Minyerri Declares Themselves Fracking Free
While companies like Origin Energy try to push ahead with toxic fracking plans in the Northern Territory, Aboriginal communities are speaking out about the dangers of fracking for their country, culture and the climate.
Recently, a community-led door to door survey of the remote community of Minyerri in central Northern Territory found that 99% of people do not want fracking on their land. In fact, 93% of Minyerri residents wanted a Territory wide ban on fracking.
So Seed’s been working with the community to make this message heard and declare the town a no-go zone for fracking. Together we’ve just unveiled a sign on the drive into Minyerri, demonstrating that the frackers are not welcome.
Minyerri community turned up in numbers to demonstrate their strong survey results and their no-go zone declaration. The Minyerri School children led a march, followed by the rest of the community holding anti-fracking placards and banners with original artwork from Minyerri artists. One hundred community members marched to the entrance and placed the fracking no-go zone sign in the ground, self-declaring in English and Kriol that their country was safe from fracking.
Hear stories from people in Minyerri about why they don't want to see fracking on their country...
Fracking presents risks to water, plants, animals, bush tucker, bush medicine and the climate that people in Minyerri refuse to accept. Yet even in the face of the community’s staunch resistance, Minyerri and much surrounding land of the Alawa people has been left off the list of ‘no-go zones’ that the NT Government will protect from the fracking industry.
The Government granted “No-Go zone” protection to towns, residential areas, areas of high tourism, ecological and cultural value. According to the NT Government, Minyerri met none of these requirements and is open for business for the fracking industry, along with 51.6% of the rest of the Territory.

——————

EXERCISE DIRECTIONS
Copy everything in the Minyerri fracking article from "So Seed’s been" down to "on their country...", keeping every word and mark unchanged.

Saved entries
——————

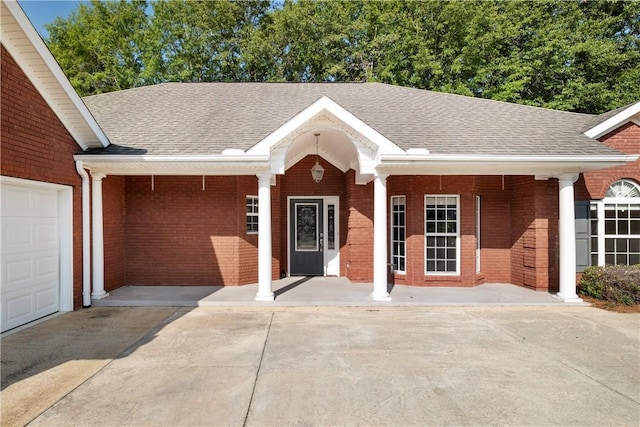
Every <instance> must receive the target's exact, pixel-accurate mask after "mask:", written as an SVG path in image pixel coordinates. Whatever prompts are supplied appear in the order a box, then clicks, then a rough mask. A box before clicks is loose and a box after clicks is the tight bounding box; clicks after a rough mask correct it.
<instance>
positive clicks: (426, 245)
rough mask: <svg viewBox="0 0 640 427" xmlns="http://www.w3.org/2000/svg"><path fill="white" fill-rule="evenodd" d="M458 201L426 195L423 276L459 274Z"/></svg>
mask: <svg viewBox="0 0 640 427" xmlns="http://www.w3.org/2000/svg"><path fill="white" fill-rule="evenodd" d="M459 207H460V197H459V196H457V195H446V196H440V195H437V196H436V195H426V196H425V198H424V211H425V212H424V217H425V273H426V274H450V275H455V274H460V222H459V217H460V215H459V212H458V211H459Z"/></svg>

——————

ANSWER AREA
So Seed’s been working with the community to make this message heard and declare the town a no-go zone for fracking. Together we’ve just unveiled a sign on the drive into Minyerri, demonstrating that the frackers are not welcome.
Minyerri community turned up in numbers to demonstrate their strong survey results and their no-go zone declaration. The Minyerri School children led a march, followed by the rest of the community holding anti-fracking placards and banners with original artwork from Minyerri artists. One hundred community members marched to the entrance and placed the fracking no-go zone sign in the ground, self-declaring in English and Kriol that their country was safe from fracking.
Hear stories from people in Minyerri about why they don't want to see fracking on their country...